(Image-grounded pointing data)
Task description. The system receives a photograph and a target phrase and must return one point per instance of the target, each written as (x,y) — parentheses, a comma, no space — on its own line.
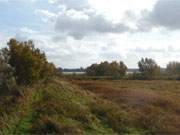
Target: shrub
(7,80)
(29,62)
(148,68)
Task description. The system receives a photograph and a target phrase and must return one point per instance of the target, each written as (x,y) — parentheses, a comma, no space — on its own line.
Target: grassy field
(151,105)
(94,107)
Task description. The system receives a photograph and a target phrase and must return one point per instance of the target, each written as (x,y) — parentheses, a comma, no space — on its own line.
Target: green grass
(96,107)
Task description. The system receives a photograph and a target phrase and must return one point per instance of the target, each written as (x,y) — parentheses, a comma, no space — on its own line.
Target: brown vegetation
(151,105)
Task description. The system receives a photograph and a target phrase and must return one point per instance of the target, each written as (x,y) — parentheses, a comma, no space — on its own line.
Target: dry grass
(152,105)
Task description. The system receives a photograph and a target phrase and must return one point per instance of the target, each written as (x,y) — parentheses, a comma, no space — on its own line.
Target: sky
(77,33)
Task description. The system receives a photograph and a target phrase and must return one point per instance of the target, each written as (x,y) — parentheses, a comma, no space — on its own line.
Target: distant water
(69,73)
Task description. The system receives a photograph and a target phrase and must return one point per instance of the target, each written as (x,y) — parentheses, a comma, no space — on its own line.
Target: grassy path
(23,126)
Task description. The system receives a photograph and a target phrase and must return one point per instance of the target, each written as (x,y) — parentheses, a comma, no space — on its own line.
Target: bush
(29,62)
(148,68)
(7,80)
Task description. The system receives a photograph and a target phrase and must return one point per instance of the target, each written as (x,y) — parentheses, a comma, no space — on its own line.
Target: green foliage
(117,70)
(7,80)
(148,68)
(29,62)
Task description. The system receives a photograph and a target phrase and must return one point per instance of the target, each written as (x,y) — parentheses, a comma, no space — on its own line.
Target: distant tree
(29,62)
(148,68)
(173,68)
(114,69)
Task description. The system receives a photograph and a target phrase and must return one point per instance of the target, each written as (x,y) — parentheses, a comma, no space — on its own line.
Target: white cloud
(46,15)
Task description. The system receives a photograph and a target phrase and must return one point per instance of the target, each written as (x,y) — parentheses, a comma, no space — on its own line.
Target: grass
(95,107)
(152,106)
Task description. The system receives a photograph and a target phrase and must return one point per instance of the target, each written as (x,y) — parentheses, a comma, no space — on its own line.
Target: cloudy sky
(76,33)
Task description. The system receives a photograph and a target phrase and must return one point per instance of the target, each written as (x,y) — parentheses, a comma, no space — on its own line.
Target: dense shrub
(7,80)
(29,62)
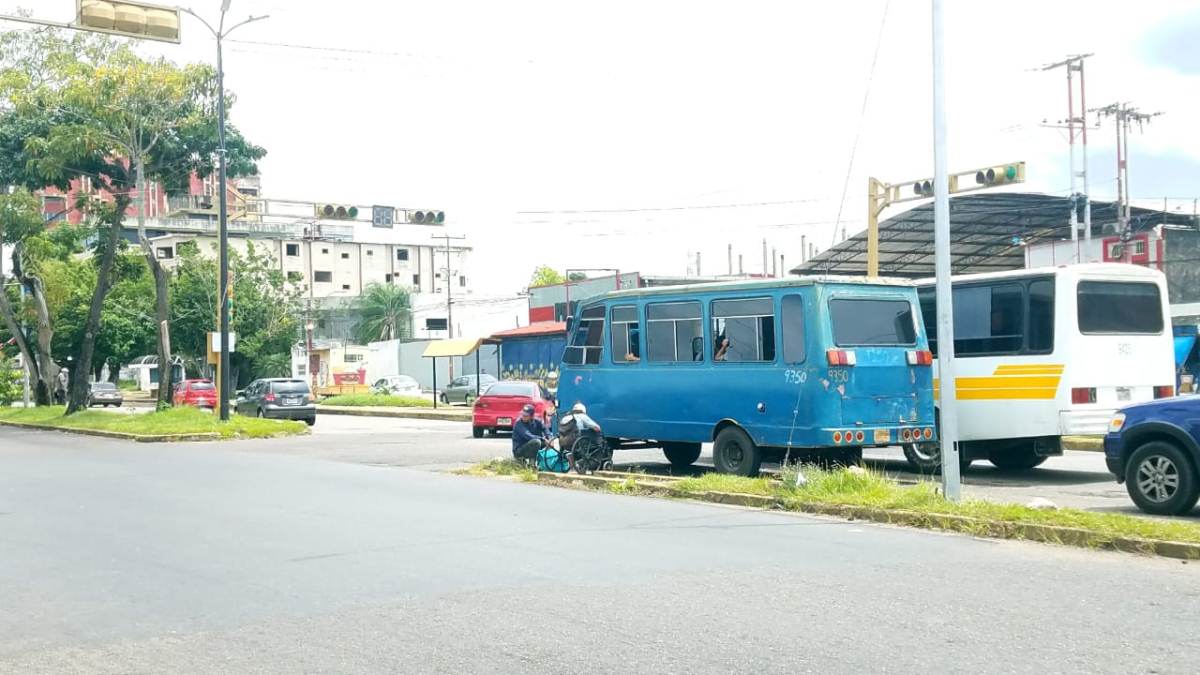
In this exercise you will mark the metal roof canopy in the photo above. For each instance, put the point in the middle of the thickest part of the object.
(982, 231)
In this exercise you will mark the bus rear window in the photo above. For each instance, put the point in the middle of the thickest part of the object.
(1120, 308)
(871, 322)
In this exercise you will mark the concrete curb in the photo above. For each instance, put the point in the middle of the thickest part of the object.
(402, 413)
(969, 525)
(119, 435)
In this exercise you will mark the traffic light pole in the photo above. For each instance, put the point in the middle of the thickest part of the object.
(948, 428)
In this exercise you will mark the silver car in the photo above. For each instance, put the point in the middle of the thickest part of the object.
(397, 386)
(465, 390)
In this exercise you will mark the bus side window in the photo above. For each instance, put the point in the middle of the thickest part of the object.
(744, 330)
(587, 342)
(625, 335)
(792, 321)
(673, 332)
(929, 315)
(1042, 315)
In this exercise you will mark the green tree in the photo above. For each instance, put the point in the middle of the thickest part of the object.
(265, 317)
(546, 275)
(385, 312)
(121, 120)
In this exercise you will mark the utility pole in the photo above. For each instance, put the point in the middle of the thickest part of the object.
(223, 290)
(1073, 65)
(449, 273)
(949, 422)
(1125, 114)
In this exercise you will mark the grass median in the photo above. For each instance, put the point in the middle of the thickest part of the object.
(377, 400)
(168, 422)
(875, 490)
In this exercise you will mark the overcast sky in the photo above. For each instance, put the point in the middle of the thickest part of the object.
(633, 109)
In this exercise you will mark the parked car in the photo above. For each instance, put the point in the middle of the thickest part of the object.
(279, 399)
(463, 390)
(397, 386)
(105, 394)
(502, 402)
(199, 393)
(1155, 449)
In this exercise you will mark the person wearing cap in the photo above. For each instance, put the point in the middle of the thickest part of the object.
(529, 435)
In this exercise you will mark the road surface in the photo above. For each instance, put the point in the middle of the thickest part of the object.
(237, 557)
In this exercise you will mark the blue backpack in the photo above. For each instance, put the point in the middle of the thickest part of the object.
(552, 460)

* **Task goal**
The records above should be repeated exactly, with every picture omitted.

* **Output for this task**
Task description. The system receives a photograph and a target phrase and must return one point per instance of the target, each written as (x,y) — parentheses, a comma, no space — on its own line.
Target: shrub
(7,80)
(29,62)
(148,68)
Task description. The system receives a photograph and a target phrase and must return one point per instance of the target, each written as (x,y) — parentheses, a comma, no space — on its own line.
Target: grassy field
(151,105)
(94,107)
Task description. The system receives a photograph and a target phrase and must return one point per instance of the target, each written as (x,y) — parentheses, a comma, no space — on its own line.
Target: green grass
(96,107)
Task description. The system receives a photograph and a target phrase and must return one point per instance of the target, each written as (x,y) — parentheses, a comma, no space — on its own line.
Target: brown vegetation
(151,105)
Task description. The system receives a photograph and a target phrase and must return one point per instance of the target, each written as (x,y) — parentheses, a comma, no space — on its own line.
Target: dry grass
(152,105)
Task description. The system receives a photograph and a target phrase and must return one point per instance of the target, each written as (x,y) — parentheses, a comma, no space — on its own line.
Target: sky
(77,33)
Task description. The system receives a photograph and a target phrase and must return one point per instance of the target, each written as (x,y) — parentheses, a comma, no space — on its own line.
Target: distant water
(69,73)
Task description. The system receives a photograph and a target phrase and must return one point per instance of the target, each written as (x,y) — parentheses, a comma, no space — on its own line.
Target: grassy path
(23,126)
Task description. The system receives a photograph and a target phrase and must return one point per instance of the target, each written as (x,y) — parentheses, a comma, no space — on its own line.
Target: bush
(29,62)
(148,68)
(7,80)
Task description. The system receives a photograph and a target phrase and must return one point per instance of the target, each written as (x,y) — parentheses, a comma, no space — on its own line.
Target: green foliage
(117,70)
(7,80)
(148,68)
(29,62)
Task description. The system receives a photograph and a target phrase and must return one point per instance of the target, each written as (x,y) — parentheses, a comma, no space — on its own line.
Target: distant tree
(29,62)
(148,68)
(173,68)
(114,69)
Task description. The system receives a photograph and a target phrase and must return one point per instance of the target, each written as (x,y) — parentheses, a comma, no space — on its own line.
Target: white cloud
(46,15)
Task description. The system receives a photograph and a target phrase and must return one point per instance of the target, each written as (x,y) — parentheses, a comma, no space — on its own line.
Target: grass
(95,107)
(152,106)
Task description. The system receives a photograph and a target phrase and must return one point per instance of the target, each written as (x,y) — parentheses, a comma, no space — on its own line.
Target: cloudy sky
(76,33)
Task description. The system receives a photograph and a target phrase and must return one point per instance of the target, each written as (x,y) — parentheses, a comma, no space — on its own line.
Target: dense shrub
(7,80)
(29,62)
In this exercise you will mark the metal roof canopy in the photo above. For each instance, put the point in the middle of the thickest part of the object.
(982, 231)
In this exercise you will mark the bus rear window in the photo above. For each instance, put the point in the middle of the thickest part of the object.
(1120, 308)
(871, 322)
In this exercise you will mark the concrete curb in the photo above. For each instance, put the point in the middle of the thickest part of the object.
(402, 413)
(969, 525)
(119, 435)
In this exercise you will mark the traffic light pole in the photo above. For each instance, put the point in the middle of the thickest part of the object.
(948, 428)
In this exercise you will mark the silver car in the photo above. For each instance, put the point in the middle of the thickest part of the object.
(397, 386)
(465, 390)
In this exercise you will mark the bus side window in the photo above. For each instance, put the point in the middle of the thickest part of the object.
(744, 330)
(587, 342)
(625, 335)
(792, 321)
(673, 332)
(929, 315)
(1042, 315)
In this exercise you will mark the green tree in the photo above. For each instance, put the point in the middle of the thickest part of the object.
(265, 317)
(546, 275)
(385, 312)
(121, 120)
In this exercise you will mark the utility pole in the photo above. For each instance, put the point in the middle of the thickest part of the object.
(223, 290)
(1073, 65)
(449, 273)
(949, 422)
(1125, 114)
In this exercise you will mark the grass median in the photo above. For each instance, put the point in the middle of the thickest part of the object.
(377, 400)
(168, 422)
(875, 490)
In this exercise you will mark the overcast sky in the photo above. For each instance, put the point in the middle of the thickest part of the object.
(633, 109)
In this exercise you will mark the parked car in the photo above. For each instance, put the point in the middle of the thickest part of the object.
(279, 399)
(463, 390)
(397, 386)
(105, 394)
(502, 402)
(199, 393)
(1155, 449)
In this exercise you will mark the person wearing cap in the photo above. For each instance, put the point in the middle of the thickest part of the object.
(529, 435)
In this exercise you will mark the road surface in the photo above. For each instance, put the point in the middle of the thickest part of the object.
(237, 557)
In this exercise you will mark the blue backpack in the photo above. For each instance, put the point in the middle of the thickest part of the object.
(552, 460)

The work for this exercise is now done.